> **Provided passage**:

++++++++++

Safety guidelines used by the FCC are as much as a million times higher than those set by independent scientific bodies like the Austrian Medical Association and the BioInitiative Working Group. Why would that be?

A Harvard University investigation found the FCC so corrupted by industry capture that it doesn’t enforce even its own inflated standards. Since 1997 its position has been: “Study health effects all you want ... The build-out of wireless cannot be blocked or slowed by health issues.”

Tom Engel’s letter, “RF Exposure is Everywhere,” claims that “If you use a cell phone, ‘opting-out’ of a PUD meter that uses RF ... will not reduce your exposure to low-energy, non-ionizing radiation.”

That statement not only flies in the face of logic—EMF exposures are additive and cumulative—Engel also employs the industry narrative of only considering the broadcasts from RF meters. He ignores their relentless pulsing.

The meters currently installed by our PUD pulse every few seconds, 20,000-30,000 times/day.

++++++++++

> **Supplied entries**:

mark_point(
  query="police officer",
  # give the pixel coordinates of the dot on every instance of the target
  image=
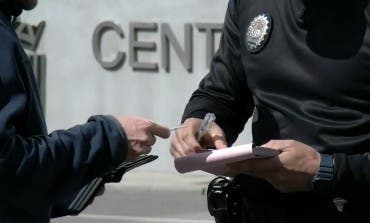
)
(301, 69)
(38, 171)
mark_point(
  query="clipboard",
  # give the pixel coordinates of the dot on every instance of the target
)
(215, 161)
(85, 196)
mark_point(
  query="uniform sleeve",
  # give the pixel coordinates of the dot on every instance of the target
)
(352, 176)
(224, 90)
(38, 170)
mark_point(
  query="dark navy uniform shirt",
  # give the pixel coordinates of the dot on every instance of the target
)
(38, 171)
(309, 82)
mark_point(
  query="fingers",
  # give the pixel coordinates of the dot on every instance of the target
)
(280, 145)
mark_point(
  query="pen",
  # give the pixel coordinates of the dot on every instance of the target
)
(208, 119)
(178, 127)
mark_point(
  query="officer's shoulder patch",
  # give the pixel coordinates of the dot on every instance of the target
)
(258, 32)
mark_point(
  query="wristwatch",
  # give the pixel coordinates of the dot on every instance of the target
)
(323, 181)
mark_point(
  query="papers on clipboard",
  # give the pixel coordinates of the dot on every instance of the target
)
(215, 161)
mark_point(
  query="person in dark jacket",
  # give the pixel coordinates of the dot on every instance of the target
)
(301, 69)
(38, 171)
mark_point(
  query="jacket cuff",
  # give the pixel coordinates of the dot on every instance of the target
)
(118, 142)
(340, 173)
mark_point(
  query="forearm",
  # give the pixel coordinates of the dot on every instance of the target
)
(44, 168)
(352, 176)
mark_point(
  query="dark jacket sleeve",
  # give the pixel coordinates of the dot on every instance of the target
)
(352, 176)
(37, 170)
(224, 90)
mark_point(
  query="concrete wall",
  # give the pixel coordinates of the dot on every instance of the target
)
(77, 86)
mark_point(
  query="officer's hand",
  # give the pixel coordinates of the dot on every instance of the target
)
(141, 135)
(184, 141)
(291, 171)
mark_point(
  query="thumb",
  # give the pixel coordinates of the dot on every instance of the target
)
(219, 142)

++++++++++

> **Questions to answer**:
a) Answer the following about the passage on FCC radiation standards.
(i) Which two independent scientific bodies are named as having safety guidelines far lower than the FCC's?
(ii) According to the Harvard University investigation, what does the FCC fail to enforce?
(iii) How many times per day do the meters installed by the PUD pulse?
b) Print the passage on FCC radiation standards word for word between "A Harvard University" and "their relentless pulsing.", inclusive.
c) Carry on the passage on FCC radiation standards from the point at which it stops.

> **Answers to the exercises**:
a)
(i) The Austrian Medical Association and the BioInitiative Working Group.
(ii) Its own inflated standards.
(iii) 20,000–30,000 times per day.

b)
A Harvard University investigation found the FCC so corrupted by industry capture that it doesn’t enforce even its own inflated standards. Since 1997 its position has been: “Study health effects all you want ... The build-out of wireless cannot be blocked or slowed by health issues.”

Tom Engel’s letter, “RF Exposure is Everywhere,” claims that “If you use a cell phone, ‘opting-out’ of a PUD meter that uses RF ... will not reduce your exposure to low-energy, non-ionizing radiation.”

That statement not only flies in the face of logic—EMF exposures are additive and cumulative—Engel also employs the industry narrative of only considering the broadcasts from RF meters. He ignores their relentless pulsing.

c)
They are smart meters with only one of the transmitters turned on. Dr. Martin Pall’s research shows that pulsations “make these EMFs much more biologically active.”

That may explain why in his clinical practice Dr. Dietrich Klinghardt has found that smart meters surpass cell phones and other wireless devices in elevating patients’ inflammatory markers, hormone imbalances and neurotransmitter imbalances. He recommends analog meters that do not pulse, emit radiation or produce dirty electricity.

Yes, there are many sources of EMFs in today’s world. Thank you PUD commissioners for giving us the choice to eliminate one of those.